• What is required
Copy each of the rows below word for word, keeping every line in its original order.

• Recorded data

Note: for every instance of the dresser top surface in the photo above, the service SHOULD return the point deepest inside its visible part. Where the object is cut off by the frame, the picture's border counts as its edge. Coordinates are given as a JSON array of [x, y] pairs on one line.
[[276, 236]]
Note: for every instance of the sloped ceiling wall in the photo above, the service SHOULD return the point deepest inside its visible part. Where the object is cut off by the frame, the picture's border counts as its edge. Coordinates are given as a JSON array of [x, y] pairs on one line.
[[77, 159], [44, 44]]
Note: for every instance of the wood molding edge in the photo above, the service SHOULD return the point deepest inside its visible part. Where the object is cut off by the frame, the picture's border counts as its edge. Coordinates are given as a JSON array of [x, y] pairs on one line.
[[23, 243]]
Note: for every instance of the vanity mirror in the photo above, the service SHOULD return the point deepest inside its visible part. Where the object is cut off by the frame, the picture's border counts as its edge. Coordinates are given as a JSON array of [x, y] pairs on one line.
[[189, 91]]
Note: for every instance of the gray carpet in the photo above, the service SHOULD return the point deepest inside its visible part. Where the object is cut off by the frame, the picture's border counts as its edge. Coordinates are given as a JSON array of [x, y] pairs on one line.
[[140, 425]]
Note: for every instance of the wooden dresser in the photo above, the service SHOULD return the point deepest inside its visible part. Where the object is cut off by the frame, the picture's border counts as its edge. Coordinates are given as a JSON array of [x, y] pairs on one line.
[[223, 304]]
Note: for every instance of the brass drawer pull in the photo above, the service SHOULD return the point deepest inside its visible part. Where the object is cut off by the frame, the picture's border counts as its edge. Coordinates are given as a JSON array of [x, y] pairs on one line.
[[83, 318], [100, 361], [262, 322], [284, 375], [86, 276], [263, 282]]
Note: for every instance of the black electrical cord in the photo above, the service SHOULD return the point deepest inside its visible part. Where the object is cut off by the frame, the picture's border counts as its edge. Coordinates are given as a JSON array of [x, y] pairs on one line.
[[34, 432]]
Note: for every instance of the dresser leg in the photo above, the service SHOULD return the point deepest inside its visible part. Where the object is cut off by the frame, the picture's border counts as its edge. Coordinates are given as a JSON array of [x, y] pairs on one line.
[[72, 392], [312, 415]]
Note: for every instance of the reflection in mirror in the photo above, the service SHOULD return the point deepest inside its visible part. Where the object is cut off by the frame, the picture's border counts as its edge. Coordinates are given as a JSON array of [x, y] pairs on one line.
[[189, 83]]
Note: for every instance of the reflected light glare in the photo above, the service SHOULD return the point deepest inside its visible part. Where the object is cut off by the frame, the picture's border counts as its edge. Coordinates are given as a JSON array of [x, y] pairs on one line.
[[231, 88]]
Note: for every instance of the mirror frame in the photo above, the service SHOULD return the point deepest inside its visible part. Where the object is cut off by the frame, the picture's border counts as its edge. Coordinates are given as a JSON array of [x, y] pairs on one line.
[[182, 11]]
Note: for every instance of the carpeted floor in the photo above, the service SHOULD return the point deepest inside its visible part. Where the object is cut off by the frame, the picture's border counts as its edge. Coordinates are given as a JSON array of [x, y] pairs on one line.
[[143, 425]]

• Exercise response
Note: for every instance of the dresser top surface in the photo above, the service SHOULD return the point deepest inside its visible part. Where the object is cut off by the frame, the picture's border counts as its edge. Coordinates are given as a JSON array of [x, y] pairs on one line.
[[276, 236]]
Note: for every instance of the sloped ceiling wall in the photo above, the service SHOULD return the point deepest inside its visible part. Where the object is cut off by the frame, the picture's border counts as its edge. Coordinates are given as a JSON array of [x, y] pairs on one line.
[[77, 159], [44, 44]]
Note: for every instance of the wood molding edge in the photo above, the service SHOULD return the point deepest inside its visible part. Where the object is cut off by the frame, the picture's border counts as its edge. Coordinates are given as a JSON array of [x, y] pairs on one line.
[[23, 243]]
Note: for every instance of the vanity mirror in the photo above, the service SHOULD return the point deepest inside its visible part. Where the object is cut off by the frame, the picture's border counts as its edge. Coordinates are given as a JSON array of [x, y] pairs on one line.
[[189, 91]]
Note: for every instance of the gray carpet in the photo above, the service SHOULD return the point deepest inside its visible part. Where the object is cut off by the frame, the picture's border counts as its edge. Coordinates are given as a JSON array of [x, y] pairs on one line.
[[140, 425]]
Note: for every instance of the wooden dresser in the photo above, the service SHOULD return the point deepest inside its visible part. Where the object is cut off by the frame, the picture's border counts as its edge. Coordinates are given as a JSON array of [x, y] pairs on one line.
[[223, 304]]
Note: for every instance of the brass drawer pull in the photo above, the service SHOULD return the point deepest inside its visible part. Where the object is cut off by the frame, the picture's border counts as its edge. Coordinates are given as a JSON array of [x, y] pairs on one line.
[[83, 318], [100, 361], [262, 322], [284, 375], [86, 276], [263, 282]]
Note: for every instance of the black electrical cord in the photo above, the service SHOULD return the point deepest inside its visible part. Where the object is cut off by the frame, the picture's border counts as its edge. Coordinates are given as a JSON array of [x, y] pairs on one line.
[[34, 432]]
Note: for every instance of the dresser leg in the photo above, the service SHOULD return the point deepest inside its visible part. Where the object is cut off by the frame, the picture's border counts as its edge. Coordinates are given as a JSON array of [x, y] pairs on one line.
[[72, 392], [312, 415]]
Note: for every instance of the reflection in mirror in the photo above, the service SHOULD return the point deepest inside its visible part. Where the object is cut off by the frame, the picture's border counts as its edge. Coordinates are given as a JSON array of [x, y] pairs on one line.
[[189, 83]]
Note: for every instance of the reflected light glare in the photo above, the service SHOULD return the point deepest inside its visible part. Where the object is cut off by the frame, the picture's border counts as its edge. Coordinates are given as a JSON array of [x, y] pairs on one line.
[[231, 88]]
Note: for every instance of the mirror frame in the photo above, the service SHOULD return the point deepest inside its visible part. Where the object is cut off by the frame, the picture's border counts as its edge. Coordinates are given as a JSON array of [x, y] pairs on one line.
[[182, 11]]
Note: for every instance of the carpeted floor in the photo above, the service SHOULD return the point deepest inside its visible part. Where the object is cut off by the frame, the picture's border counts as its edge. Coordinates are given as a JSON array of [x, y] pairs on one line.
[[143, 425]]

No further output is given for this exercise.